* **Exercise directions**
Turn the entries below into a JSON list of strings with one string per line. Skip any blank lines.

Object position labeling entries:
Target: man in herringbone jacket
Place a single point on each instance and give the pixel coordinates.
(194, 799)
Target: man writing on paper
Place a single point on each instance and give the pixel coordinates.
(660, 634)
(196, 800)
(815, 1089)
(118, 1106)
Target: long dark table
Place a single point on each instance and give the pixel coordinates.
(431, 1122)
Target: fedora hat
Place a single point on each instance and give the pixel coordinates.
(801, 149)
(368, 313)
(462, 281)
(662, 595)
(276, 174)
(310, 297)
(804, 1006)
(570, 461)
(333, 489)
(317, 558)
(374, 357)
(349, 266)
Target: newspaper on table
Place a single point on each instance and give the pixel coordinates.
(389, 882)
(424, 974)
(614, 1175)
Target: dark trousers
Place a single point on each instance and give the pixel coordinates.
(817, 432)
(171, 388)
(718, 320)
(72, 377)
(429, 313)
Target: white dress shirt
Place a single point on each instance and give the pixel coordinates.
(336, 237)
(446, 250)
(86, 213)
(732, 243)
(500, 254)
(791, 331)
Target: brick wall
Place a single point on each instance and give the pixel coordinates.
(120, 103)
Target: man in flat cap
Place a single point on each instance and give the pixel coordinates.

* **Correct output**
[
  "Target: man in herringbone jacket",
  "Place a single point on each instance and give the pixel coordinates.",
  "(194, 799)",
  "Target: man writing on paper",
  "Place a single point on each instance and give the pixel coordinates.",
  "(660, 634)",
  "(196, 800)",
  "(815, 1089)",
  "(118, 1106)",
  "Target: long dark table",
  "Place a single point on each instance and give the pixel coordinates.",
  "(431, 1122)",
  "Target: fedora hat",
  "Place a single point on each instance and give the pixel coordinates.",
  "(801, 149)",
  "(368, 313)",
  "(462, 281)",
  "(662, 595)",
  "(276, 174)",
  "(310, 297)",
  "(804, 1006)",
  "(570, 461)",
  "(333, 489)",
  "(317, 558)",
  "(374, 357)",
  "(349, 266)",
  "Target: newspaper on table",
  "Place a single point on each instance and give the pixel coordinates.",
  "(389, 882)",
  "(424, 974)",
  "(614, 1175)",
  "Target: dark trousers",
  "Place a single point on each instance and give the pixel coordinates.",
  "(817, 432)",
  "(171, 388)",
  "(718, 320)",
  "(72, 377)",
  "(429, 313)",
  "Target: white dress shirt",
  "Place a single point on each instance and give the pixel coordinates.",
  "(336, 237)",
  "(446, 250)",
  "(86, 213)",
  "(732, 243)",
  "(500, 254)",
  "(791, 331)",
  "Target: brick wall",
  "Place a single point on each instance and give the pixel coordinates.",
  "(120, 103)",
  "Target: man in flat cap",
  "Place a single point on each instance and give the pixel coordinates."
]